Written tasks =
1. In the article on Amazon's film "Life Itself," what score did the film get on Rotten Tomatoes?
2. Please write out the part of the article on "Life Itself" word for word, starting with "However, the film" and going on through "just $2.1 million.".

* START Article *

Amazon's Latest Film 'Life Itself' Attempts To Attract Mass Theater Audiences
The show "This is Us" has captured television audiences in vast numbers. Now in its third season, the show boosted producer Dan Fogelman to the big screen: Amazon Studios' film “Life Itself.”
Starring A-list actors (such as Antonio Banderas, Olivia Wilde and Annette Benning) the film follows a young couple’s journey and the twists of their life that impact generations and strangers from afar.
However, the film hasn’t generated the same kind of success as Fogelman’s TV work. It scored only an 11 percent on the review site Rotten Tomatoes. And its opening weekend box office take was the worst opening of any widely released film this year – just $2.1 million.
It’s sobering news for a studio that wants to start generating more of its own content. Amazon Studios has created plenty of critical successes, but is “Life Itself” a bad indicator of the work that still needs to be done? Film contributor Dave Luhrssen says that while “Life Itself” does not live up to the high expectations, the scale of the critical negativity is puzzling.

* END Article *
* START Dataset excerpt *

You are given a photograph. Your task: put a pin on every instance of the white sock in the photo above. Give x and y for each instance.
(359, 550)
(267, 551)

* END Dataset excerpt *

Completed exercise =
1. 11 percent

2.
However, the film hasn’t generated the same kind of success as Fogelman’s TV work. It scored only an 11 percent on the review site Rotten Tomatoes. And its opening weekend box office take was the worst opening of any widely released film this year – just $2.1 million.